(Records drawn from a data collection)
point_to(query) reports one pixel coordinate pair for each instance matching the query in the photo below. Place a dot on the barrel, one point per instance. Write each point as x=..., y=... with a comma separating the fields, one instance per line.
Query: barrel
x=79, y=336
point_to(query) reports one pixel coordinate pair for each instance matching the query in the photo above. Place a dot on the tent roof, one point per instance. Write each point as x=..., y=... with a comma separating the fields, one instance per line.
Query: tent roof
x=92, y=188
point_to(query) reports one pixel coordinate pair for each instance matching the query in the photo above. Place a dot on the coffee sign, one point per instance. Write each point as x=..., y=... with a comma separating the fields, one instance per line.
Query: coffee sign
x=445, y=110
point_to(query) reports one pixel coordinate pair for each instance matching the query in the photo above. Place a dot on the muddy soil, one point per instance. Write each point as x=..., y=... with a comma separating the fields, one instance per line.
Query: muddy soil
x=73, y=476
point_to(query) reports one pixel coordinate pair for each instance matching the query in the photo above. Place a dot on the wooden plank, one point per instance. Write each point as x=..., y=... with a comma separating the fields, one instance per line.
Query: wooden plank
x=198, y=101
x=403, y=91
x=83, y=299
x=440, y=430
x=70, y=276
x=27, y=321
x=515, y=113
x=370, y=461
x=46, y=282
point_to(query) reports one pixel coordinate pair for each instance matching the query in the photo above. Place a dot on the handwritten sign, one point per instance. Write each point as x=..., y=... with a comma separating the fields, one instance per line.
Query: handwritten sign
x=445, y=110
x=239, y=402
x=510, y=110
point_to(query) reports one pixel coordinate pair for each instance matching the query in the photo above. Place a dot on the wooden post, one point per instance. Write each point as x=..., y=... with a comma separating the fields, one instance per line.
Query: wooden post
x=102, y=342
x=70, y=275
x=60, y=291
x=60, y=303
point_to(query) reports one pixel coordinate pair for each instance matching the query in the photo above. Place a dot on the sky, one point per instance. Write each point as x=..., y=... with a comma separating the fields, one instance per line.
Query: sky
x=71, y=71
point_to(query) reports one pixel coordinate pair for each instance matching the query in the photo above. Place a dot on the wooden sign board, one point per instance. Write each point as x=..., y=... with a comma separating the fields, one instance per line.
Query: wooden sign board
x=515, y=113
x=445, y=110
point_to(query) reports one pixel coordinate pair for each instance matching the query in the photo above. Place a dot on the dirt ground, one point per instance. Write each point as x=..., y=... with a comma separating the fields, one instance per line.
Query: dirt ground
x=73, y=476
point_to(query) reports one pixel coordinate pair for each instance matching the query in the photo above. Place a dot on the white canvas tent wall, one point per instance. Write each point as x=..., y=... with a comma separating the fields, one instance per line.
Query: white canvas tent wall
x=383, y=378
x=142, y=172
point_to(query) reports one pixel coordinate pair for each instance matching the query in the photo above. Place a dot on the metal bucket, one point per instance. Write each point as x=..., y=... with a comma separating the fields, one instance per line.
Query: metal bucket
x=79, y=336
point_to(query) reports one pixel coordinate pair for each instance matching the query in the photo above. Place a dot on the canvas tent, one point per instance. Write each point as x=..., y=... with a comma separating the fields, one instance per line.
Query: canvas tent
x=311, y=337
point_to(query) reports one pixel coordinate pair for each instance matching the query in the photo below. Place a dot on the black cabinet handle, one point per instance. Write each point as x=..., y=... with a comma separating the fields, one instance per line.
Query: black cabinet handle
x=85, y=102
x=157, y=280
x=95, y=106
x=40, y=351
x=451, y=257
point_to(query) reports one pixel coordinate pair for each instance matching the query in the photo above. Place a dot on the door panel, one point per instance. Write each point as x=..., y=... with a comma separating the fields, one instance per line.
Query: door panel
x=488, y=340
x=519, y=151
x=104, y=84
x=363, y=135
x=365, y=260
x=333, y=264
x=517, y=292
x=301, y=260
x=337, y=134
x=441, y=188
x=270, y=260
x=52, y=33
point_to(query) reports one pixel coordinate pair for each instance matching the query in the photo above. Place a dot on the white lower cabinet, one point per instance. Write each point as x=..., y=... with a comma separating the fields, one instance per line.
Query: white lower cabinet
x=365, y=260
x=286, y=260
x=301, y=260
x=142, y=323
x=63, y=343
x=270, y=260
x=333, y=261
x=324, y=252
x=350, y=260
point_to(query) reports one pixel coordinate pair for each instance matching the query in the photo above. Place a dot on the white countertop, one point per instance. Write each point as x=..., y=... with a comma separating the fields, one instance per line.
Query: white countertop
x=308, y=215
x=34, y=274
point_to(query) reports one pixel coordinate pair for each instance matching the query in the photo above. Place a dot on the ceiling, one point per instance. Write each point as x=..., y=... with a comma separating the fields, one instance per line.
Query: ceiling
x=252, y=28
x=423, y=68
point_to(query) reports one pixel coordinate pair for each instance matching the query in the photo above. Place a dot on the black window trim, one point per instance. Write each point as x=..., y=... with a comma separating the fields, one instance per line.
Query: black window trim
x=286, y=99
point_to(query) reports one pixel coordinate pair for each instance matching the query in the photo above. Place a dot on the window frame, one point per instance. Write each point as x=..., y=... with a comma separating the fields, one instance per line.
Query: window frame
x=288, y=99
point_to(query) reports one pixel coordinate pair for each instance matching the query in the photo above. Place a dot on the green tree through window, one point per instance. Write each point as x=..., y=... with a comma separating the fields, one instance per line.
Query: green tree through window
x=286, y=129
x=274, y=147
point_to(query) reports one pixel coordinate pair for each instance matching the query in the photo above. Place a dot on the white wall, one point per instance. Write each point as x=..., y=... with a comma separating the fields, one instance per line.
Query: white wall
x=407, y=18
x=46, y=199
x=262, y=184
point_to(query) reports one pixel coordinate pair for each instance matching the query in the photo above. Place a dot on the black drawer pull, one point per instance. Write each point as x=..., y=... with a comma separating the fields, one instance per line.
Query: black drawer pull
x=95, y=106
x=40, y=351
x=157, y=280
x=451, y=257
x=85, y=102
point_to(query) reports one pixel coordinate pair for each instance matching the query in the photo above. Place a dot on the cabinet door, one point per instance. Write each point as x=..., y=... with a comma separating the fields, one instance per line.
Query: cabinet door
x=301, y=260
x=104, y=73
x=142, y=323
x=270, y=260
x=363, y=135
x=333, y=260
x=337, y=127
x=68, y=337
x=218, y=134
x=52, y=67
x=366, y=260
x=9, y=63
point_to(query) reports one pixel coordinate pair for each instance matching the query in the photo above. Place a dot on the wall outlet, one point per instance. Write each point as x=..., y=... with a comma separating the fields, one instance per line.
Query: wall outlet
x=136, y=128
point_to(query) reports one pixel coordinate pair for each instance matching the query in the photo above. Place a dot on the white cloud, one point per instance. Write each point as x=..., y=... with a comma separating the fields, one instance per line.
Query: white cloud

→ Exercise details: Present every line of the records above as a numbered list, omitting any blank lines.

→ Solution to this problem:
1. point_to(query) reports one pixel coordinate pair for each instance matching the query in the photo below. Place a dot on the barrel, one point per instance. Write each point as x=..., y=... with a comma separating the fields, one instance per line.
2. Query: barrel
3. x=79, y=336
4. point_to(query) reports one pixel coordinate pair for each instance matching the query in the photo above. Place a dot on the tent roof, one point per instance. Write each point as x=..., y=... with a comma separating the fields, one instance per line.
5. Query: tent roof
6. x=92, y=188
7. point_to(query) reports one pixel coordinate pair for each instance matching the query in the photo above. Place a dot on the coffee sign, one point per instance. Write each point as x=..., y=... with a comma separating the fields, one instance per line.
8. Query: coffee sign
9. x=445, y=110
10. point_to(query) reports one pixel coordinate pair for each instance matching the query in the photo above. Place a dot on the muddy soil, one point per instance. Write each point as x=..., y=... with a comma separating the fields, one instance per line.
11. Query: muddy soil
12. x=73, y=476
13. point_to(query) reports one pixel coordinate pair for each instance matching the query in the photo above. Place a dot on the wooden plank, one point per instance. Write each point as x=..., y=... with a comma separating the fields, one instance per line.
14. Query: wooden plank
15. x=198, y=101
16. x=403, y=91
17. x=83, y=299
18. x=440, y=430
19. x=70, y=276
20. x=27, y=321
21. x=515, y=113
22. x=370, y=461
23. x=46, y=282
24. point_to(query) reports one pixel coordinate pair for each instance matching the query in the photo above. Place a dot on the handwritten sign, one point per instance. Write each point as x=..., y=... with a comma separating the fields, one instance per line.
25. Query: handwritten sign
26. x=445, y=110
27. x=239, y=402
28. x=510, y=110
29. point_to(query) reports one pixel coordinate pair for each instance matching the query in the photo above. Place a dot on the wooden post, one point per instance. Write each point as x=..., y=... with a comma separating the fields, one instance per line.
30. Query: wooden post
31. x=102, y=342
32. x=70, y=275
33. x=60, y=291
34. x=60, y=303
35. point_to(query) reports one pixel coordinate pair for each instance matching the query in the photo above. Place a dot on the sky, one point per instance. Write each point as x=..., y=... with a comma separating the fields, one instance per line.
36. Query: sky
37. x=71, y=71
38. point_to(query) reports one pixel coordinate pair for each instance matching the query in the photo above. Place a dot on the wooden sign board, one point per instance. Write each point as x=..., y=... with a comma separating the fields, one instance per line.
39. Query: wooden sign board
40. x=515, y=113
41. x=445, y=110
42. point_to(query) reports one pixel coordinate pair for each instance matching the query in the photo above. Place a dot on the dirt ground, one point per instance. Write each point as x=..., y=... with a comma separating the fields, one instance per line.
43. Query: dirt ground
44. x=73, y=476
45. point_to(query) reports one pixel coordinate pair for each instance matching the query in the photo above. Place a dot on the white canvas tent wall, one point per instance. Write each point as x=..., y=... with a comma separating the fields, one instance per line.
46. Query: white canvas tent wall
47. x=383, y=378
48. x=142, y=172
49. point_to(query) reports one pixel coordinate pair for each instance matching the query in the photo above. Place a dot on the metal bucket, one point per instance. Write each point as x=..., y=... with a comma separating the fields, one instance per line.
50. Query: metal bucket
51. x=79, y=336
52. point_to(query) reports one pixel coordinate pair for each instance matching the query in the photo above. Place a dot on the canvas tent, one point per instance. Write each point as x=..., y=... with a comma separating the fields, one instance per line.
53. Query: canvas tent
54. x=311, y=337
55. point_to(query) reports one pixel coordinate pair for each instance matching the query in the photo below. Place a dot on the black cabinet handle, one point per instance. Write each point as x=..., y=... with a comma separating the fields, one instance per line.
56. Query: black cabinet handle
57. x=85, y=102
58. x=157, y=280
59. x=95, y=106
60. x=40, y=351
61. x=451, y=257
62. point_to(query) reports one pixel coordinate pair for each instance matching the query in the photo above. Place a dot on the door panel, one point per instance. Write each point as x=..., y=... with a comma separating the fields, one instance per line.
63. Query: door panel
64. x=488, y=340
65. x=519, y=151
66. x=104, y=84
67. x=363, y=135
68. x=365, y=260
69. x=333, y=264
70. x=517, y=292
71. x=301, y=260
72. x=337, y=134
73. x=441, y=188
74. x=270, y=260
75. x=52, y=33
76. point_to(query) reports one pixel coordinate pair for each instance matching the query in the photo above. Place a dot on the white lower cabinet, one point per instance. Write each point as x=..., y=... with a comma separating the fields, one instance per line.
77. Query: white lower cabinet
78. x=365, y=260
79. x=286, y=260
80. x=301, y=260
81. x=142, y=323
82. x=63, y=343
83. x=270, y=260
84. x=333, y=261
85. x=324, y=252
86. x=350, y=260
87. point_to(query) reports one pixel coordinate pair for each instance matching the query in the photo above. Place a dot on the white countertop, one point per instance. Write each point as x=..., y=... with a comma separating the fields, one instance per line.
88. Query: white countertop
89. x=308, y=215
90. x=34, y=274
91. point_to(query) reports one pixel coordinate pair for each instance matching the query in the photo above. Place a dot on the ceiling, one point per instance. Write each point as x=..., y=... with a comma separating the fields, one instance per line.
92. Query: ceiling
93. x=252, y=28
94. x=423, y=68
95. point_to(query) reports one pixel coordinate pair for each instance matching the query in the photo above. Place a dot on the black window trim, one point per instance. Write each point as x=..., y=... with a comma separating the fields, one instance per line.
96. Query: black window trim
97. x=286, y=99
98. point_to(query) reports one pixel coordinate pair for each instance matching the query in the photo above. Place a dot on the window frame, one point per instance. Write each point as x=..., y=... with a comma separating the fields, one instance per line.
99. Query: window frame
100. x=288, y=99
101. point_to(query) reports one pixel coordinate pair for each instance matching the query in the photo above. Place a dot on the green tree through window, one point per instance. Write each point as x=..., y=... with a comma separating the fields, one instance per line.
102. Query: green tree through window
103. x=286, y=129
104. x=274, y=147
105. point_to(query) reports one pixel coordinate pair for each instance matching the query in the photo above. Place a dot on the white wall, one point per instance. Write each point as x=..., y=... with a comma separating the fields, one instance per line.
106. Query: white wall
107. x=407, y=18
108. x=46, y=199
109. x=262, y=184
110. point_to(query) reports one pixel coordinate pair for each instance matching the query in the photo above. Place a dot on the black drawer pull, one point per instance. Write each point as x=..., y=... with a comma separating the fields, one instance per line.
111. Query: black drawer pull
112. x=95, y=106
113. x=40, y=351
114. x=157, y=280
115. x=451, y=257
116. x=85, y=102
117. point_to(query) reports one pixel coordinate pair for each instance matching the query in the photo above. Place a dot on the cabinet door, one point per instance. Write each point as x=..., y=... with a comma separating the fields, one instance per line.
118. Query: cabinet door
119. x=301, y=260
120. x=104, y=73
121. x=142, y=323
122. x=270, y=260
123. x=363, y=135
124. x=333, y=260
125. x=337, y=127
126. x=68, y=337
127. x=218, y=134
128. x=52, y=67
129. x=366, y=260
130. x=9, y=63
131. point_to(query) reports one pixel coordinate pair for each instance matching the query in the photo above. Place a dot on the wall outlet, one point per instance. Write each point as x=..., y=... with a comma separating the fields, one instance per line.
132. Query: wall outlet
133. x=136, y=128
134. point_to(query) reports one pixel coordinate pair for each instance matching the query in the photo above. Place a dot on the white cloud, one point per instance. Write each point as x=..., y=... with a comma separating the fields, one instance per line.
135. Query: white cloud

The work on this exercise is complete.